◆ **PROBLEM DESCRIPTION**
Format the rows below as a Markdown table with two columns, No and Line. Give each non-blank line its own numbered row, starting at 1.

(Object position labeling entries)
[start]
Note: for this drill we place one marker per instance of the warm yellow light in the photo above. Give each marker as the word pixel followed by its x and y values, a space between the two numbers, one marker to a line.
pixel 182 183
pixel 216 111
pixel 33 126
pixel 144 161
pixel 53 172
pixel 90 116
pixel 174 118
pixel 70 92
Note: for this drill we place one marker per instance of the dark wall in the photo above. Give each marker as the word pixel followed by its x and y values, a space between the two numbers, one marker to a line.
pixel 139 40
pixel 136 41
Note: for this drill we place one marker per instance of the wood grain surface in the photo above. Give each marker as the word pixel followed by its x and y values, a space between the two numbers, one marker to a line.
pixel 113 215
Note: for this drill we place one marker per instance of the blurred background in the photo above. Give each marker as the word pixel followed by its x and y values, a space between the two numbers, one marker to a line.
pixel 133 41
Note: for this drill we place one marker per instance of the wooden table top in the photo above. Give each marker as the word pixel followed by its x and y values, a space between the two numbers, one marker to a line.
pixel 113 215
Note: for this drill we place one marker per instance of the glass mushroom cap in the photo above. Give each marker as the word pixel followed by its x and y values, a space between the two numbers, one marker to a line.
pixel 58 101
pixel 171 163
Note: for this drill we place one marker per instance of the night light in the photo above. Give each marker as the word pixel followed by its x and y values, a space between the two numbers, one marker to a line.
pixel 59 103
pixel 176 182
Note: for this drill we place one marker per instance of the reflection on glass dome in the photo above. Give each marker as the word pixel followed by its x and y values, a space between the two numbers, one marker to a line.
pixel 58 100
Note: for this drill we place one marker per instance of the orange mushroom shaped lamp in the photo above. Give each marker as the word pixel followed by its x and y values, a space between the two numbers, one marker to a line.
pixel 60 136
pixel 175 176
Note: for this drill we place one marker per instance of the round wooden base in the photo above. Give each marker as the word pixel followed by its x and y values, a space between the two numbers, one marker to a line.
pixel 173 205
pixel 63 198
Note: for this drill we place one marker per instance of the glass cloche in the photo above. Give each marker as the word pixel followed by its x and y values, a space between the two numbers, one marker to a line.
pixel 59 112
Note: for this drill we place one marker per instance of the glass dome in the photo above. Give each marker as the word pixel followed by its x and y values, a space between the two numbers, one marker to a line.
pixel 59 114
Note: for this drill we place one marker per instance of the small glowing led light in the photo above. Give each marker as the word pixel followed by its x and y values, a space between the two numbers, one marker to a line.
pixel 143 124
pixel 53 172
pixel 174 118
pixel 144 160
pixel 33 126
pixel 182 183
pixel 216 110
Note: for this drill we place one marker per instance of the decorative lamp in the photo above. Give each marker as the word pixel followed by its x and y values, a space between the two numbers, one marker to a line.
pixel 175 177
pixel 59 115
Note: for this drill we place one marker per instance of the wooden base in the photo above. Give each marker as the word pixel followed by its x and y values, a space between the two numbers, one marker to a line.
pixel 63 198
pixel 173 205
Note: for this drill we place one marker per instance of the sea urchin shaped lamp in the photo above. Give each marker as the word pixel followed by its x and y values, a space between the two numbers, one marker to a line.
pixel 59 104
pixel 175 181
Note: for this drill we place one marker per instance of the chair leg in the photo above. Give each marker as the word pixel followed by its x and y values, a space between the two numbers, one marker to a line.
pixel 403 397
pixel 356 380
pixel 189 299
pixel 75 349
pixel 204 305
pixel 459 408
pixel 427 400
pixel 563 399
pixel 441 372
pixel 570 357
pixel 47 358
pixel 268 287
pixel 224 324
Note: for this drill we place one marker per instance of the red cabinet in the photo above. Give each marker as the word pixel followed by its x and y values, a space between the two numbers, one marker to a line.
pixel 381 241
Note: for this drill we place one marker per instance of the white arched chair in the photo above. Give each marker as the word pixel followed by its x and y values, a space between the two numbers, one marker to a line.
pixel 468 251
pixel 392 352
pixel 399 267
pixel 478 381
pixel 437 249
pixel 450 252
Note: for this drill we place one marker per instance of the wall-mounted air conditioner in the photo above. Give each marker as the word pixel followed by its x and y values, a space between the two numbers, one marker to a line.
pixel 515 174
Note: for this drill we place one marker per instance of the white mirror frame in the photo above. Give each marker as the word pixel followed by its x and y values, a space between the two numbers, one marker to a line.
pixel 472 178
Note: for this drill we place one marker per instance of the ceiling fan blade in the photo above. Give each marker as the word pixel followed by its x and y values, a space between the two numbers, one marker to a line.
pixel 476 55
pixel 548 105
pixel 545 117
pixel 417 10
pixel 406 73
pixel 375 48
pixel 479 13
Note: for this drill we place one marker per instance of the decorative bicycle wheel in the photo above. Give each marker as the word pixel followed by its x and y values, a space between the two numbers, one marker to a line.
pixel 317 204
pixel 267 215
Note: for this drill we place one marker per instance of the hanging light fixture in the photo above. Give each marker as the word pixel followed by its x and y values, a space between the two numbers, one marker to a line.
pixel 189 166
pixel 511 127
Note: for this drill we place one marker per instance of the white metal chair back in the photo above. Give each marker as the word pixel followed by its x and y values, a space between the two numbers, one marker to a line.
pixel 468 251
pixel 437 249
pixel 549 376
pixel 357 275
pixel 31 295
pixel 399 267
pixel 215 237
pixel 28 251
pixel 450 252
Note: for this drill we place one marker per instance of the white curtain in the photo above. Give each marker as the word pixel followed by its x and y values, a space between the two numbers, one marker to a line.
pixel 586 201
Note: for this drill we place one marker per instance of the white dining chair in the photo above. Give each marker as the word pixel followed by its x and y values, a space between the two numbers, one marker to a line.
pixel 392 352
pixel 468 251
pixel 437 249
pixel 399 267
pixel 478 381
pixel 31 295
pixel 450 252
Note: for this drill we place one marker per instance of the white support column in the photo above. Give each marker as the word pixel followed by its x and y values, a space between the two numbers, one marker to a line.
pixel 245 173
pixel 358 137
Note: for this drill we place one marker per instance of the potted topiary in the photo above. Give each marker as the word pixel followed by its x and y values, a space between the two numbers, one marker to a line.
[end]
◆ **TASK RESULT**
| No | Line |
|---|---|
| 1 | Note: for this drill we place one marker per instance of the warm yellow light in the photo above. Give each marker as the word pixel followed by its x and y values, a space between the two numbers, one marker to a line. |
| 2 | pixel 182 183 |
| 3 | pixel 216 111 |
| 4 | pixel 33 126 |
| 5 | pixel 144 161 |
| 6 | pixel 53 172 |
| 7 | pixel 90 116 |
| 8 | pixel 174 118 |
| 9 | pixel 70 92 |
| 10 | Note: for this drill we place one marker per instance of the dark wall in the photo above. Give each marker as the word pixel followed by its x and y values, a space between the two numbers, one marker to a line. |
| 11 | pixel 139 40 |
| 12 | pixel 136 41 |
| 13 | Note: for this drill we place one marker per instance of the wood grain surface in the photo above. Give each marker as the word pixel followed by its x and y values, a space between the two numbers, one marker to a line. |
| 14 | pixel 113 215 |
| 15 | Note: for this drill we place one marker per instance of the blurred background in the photo above. Give each marker as the word pixel followed by its x and y values, a space between the two numbers, one marker to a line. |
| 16 | pixel 133 41 |
| 17 | Note: for this drill we place one marker per instance of the wooden table top in the photo above. Give each marker as the word pixel followed by its x and y values, a space between the two numbers, one marker to a line. |
| 18 | pixel 113 215 |
| 19 | Note: for this drill we place one marker per instance of the glass mushroom cap in the photo above. Give each marker as the word pixel followed by its x and y values, a space between the two numbers, one marker to a line. |
| 20 | pixel 58 101 |
| 21 | pixel 171 163 |
| 22 | Note: for this drill we place one marker per instance of the night light in the photo above. Give each marker as the word pixel followed by its x and y values, a space between the two numbers, one marker to a line. |
| 23 | pixel 59 103 |
| 24 | pixel 176 182 |
| 25 | Note: for this drill we place one marker per instance of the reflection on glass dome in the photo above. Give each marker as the word pixel followed by its x and y values, a space between the two numbers, one marker to a line. |
| 26 | pixel 58 100 |
| 27 | Note: for this drill we place one marker per instance of the orange mushroom shaped lamp in the photo above. Give each marker as the word pixel followed by its x and y values, a space between the two numbers, one marker to a line. |
| 28 | pixel 60 136 |
| 29 | pixel 175 176 |
| 30 | Note: for this drill we place one marker per instance of the round wooden base in the photo above. Give each marker as the word pixel followed by its x and y values, a space between the two numbers, one marker to a line. |
| 31 | pixel 173 205 |
| 32 | pixel 63 198 |
| 33 | Note: for this drill we place one marker per instance of the glass cloche in the photo above. Give each marker as the word pixel followed by its x and y values, a space between the two numbers, one marker to a line. |
| 34 | pixel 59 112 |
| 35 | Note: for this drill we place one marker per instance of the glass dome in the photo above. Give each marker as the word pixel followed by its x and y values, a space between the two numbers, one marker to a line. |
| 36 | pixel 59 114 |
| 37 | Note: for this drill we place one marker per instance of the small glowing led light in the photo above. Give each marker as the word pixel followed by its x and y values, a space between the two numbers, one marker to a line. |
| 38 | pixel 143 124 |
| 39 | pixel 53 172 |
| 40 | pixel 174 118 |
| 41 | pixel 144 160 |
| 42 | pixel 33 126 |
| 43 | pixel 182 183 |
| 44 | pixel 216 110 |
| 45 | Note: for this drill we place one marker per instance of the decorative lamp in the photo above. Give each marker as the word pixel followed by its x and y values, a space between the two numbers, one marker to a line. |
| 46 | pixel 175 177 |
| 47 | pixel 59 115 |
| 48 | Note: for this drill we place one marker per instance of the wooden base in the photo above. Give each marker as the word pixel followed by its x and y values, a space between the two numbers, one marker to a line. |
| 49 | pixel 63 198 |
| 50 | pixel 173 205 |
| 51 | Note: for this drill we place one marker per instance of the sea urchin shaped lamp in the photo above. Give each marker as the word pixel followed by its x and y values, a space between the two numbers, one marker to a line. |
| 52 | pixel 59 104 |
| 53 | pixel 175 181 |
| 54 | Note: for this drill we place one marker per instance of the chair leg in the photo above. Give each marker as the word pixel followed by its x and y values, a space between the two numbers, one marker to a line. |
| 55 | pixel 403 397 |
| 56 | pixel 356 380 |
| 57 | pixel 189 299 |
| 58 | pixel 75 349 |
| 59 | pixel 204 305 |
| 60 | pixel 459 408 |
| 61 | pixel 427 400 |
| 62 | pixel 563 399 |
| 63 | pixel 441 372 |
| 64 | pixel 570 357 |
| 65 | pixel 47 358 |
| 66 | pixel 268 287 |
| 67 | pixel 224 324 |
| 68 | Note: for this drill we place one marker per instance of the red cabinet in the photo above. Give each marker as the word pixel followed by its x and y values, a space between the two numbers, one marker to a line. |
| 69 | pixel 381 241 |
| 70 | Note: for this drill we place one marker per instance of the white arched chair in the photo above. Give each marker as the word pixel followed by its x and y values, a space between the two numbers, one marker to a line. |
| 71 | pixel 468 251 |
| 72 | pixel 392 352 |
| 73 | pixel 399 267 |
| 74 | pixel 478 381 |
| 75 | pixel 437 249 |
| 76 | pixel 450 252 |
| 77 | Note: for this drill we place one marker per instance of the wall-mounted air conditioner in the photo above. Give each marker as the word pixel followed by its x and y values, a space between the two numbers, one marker to a line. |
| 78 | pixel 515 174 |
| 79 | Note: for this drill we place one marker per instance of the white mirror frame in the photo above. Give each marker as the word pixel followed by its x and y values, a space between the two numbers, one marker to a line. |
| 80 | pixel 472 178 |
| 81 | Note: for this drill we place one marker per instance of the ceiling fan blade in the photo above. Give each marker as the word pixel followed by its x and y values, a space between the two numbers, one marker to a line. |
| 82 | pixel 476 55 |
| 83 | pixel 548 105 |
| 84 | pixel 545 117 |
| 85 | pixel 417 10 |
| 86 | pixel 406 73 |
| 87 | pixel 375 48 |
| 88 | pixel 479 13 |
| 89 | Note: for this drill we place one marker per instance of the decorative bicycle wheel in the photo above. Give each marker as the word pixel followed by its x and y values, a space between the two numbers, one marker to a line. |
| 90 | pixel 317 204 |
| 91 | pixel 267 215 |
| 92 | Note: for this drill we place one marker per instance of the hanging light fixture in the photo above. Give each marker as the word pixel followed by its x and y values, a space between the two numbers, one marker to a line. |
| 93 | pixel 189 166 |
| 94 | pixel 511 127 |
| 95 | Note: for this drill we place one marker per instance of the white metal chair back in the photo above. Give each marker as the word pixel followed by its x and y values, a space between the two numbers, one marker to a line. |
| 96 | pixel 468 251 |
| 97 | pixel 437 249 |
| 98 | pixel 549 376 |
| 99 | pixel 357 275 |
| 100 | pixel 31 295 |
| 101 | pixel 399 267 |
| 102 | pixel 215 237 |
| 103 | pixel 28 251 |
| 104 | pixel 450 252 |
| 105 | Note: for this drill we place one marker per instance of the white curtain in the photo above. Give each marker as the word pixel followed by its x and y values, a space between the two numbers, one marker to a line. |
| 106 | pixel 586 201 |
| 107 | Note: for this drill we place one marker per instance of the white dining chair in the photo above. Give each marker as the word pixel followed by its x and y values, a space between the two numbers, one marker to a line. |
| 108 | pixel 392 352 |
| 109 | pixel 468 251 |
| 110 | pixel 437 249 |
| 111 | pixel 399 267 |
| 112 | pixel 478 381 |
| 113 | pixel 31 295 |
| 114 | pixel 450 252 |
| 115 | Note: for this drill we place one marker per instance of the white support column in the photo above. Give each marker as the word pixel followed by its x and y values, a space between the two numbers, one marker to a line. |
| 116 | pixel 245 173 |
| 117 | pixel 358 137 |
| 118 | Note: for this drill we place one marker per instance of the potted topiary in the photo above. Give each marker as the word pixel followed by its x and y values, a space between the two numbers, one marker to a line. |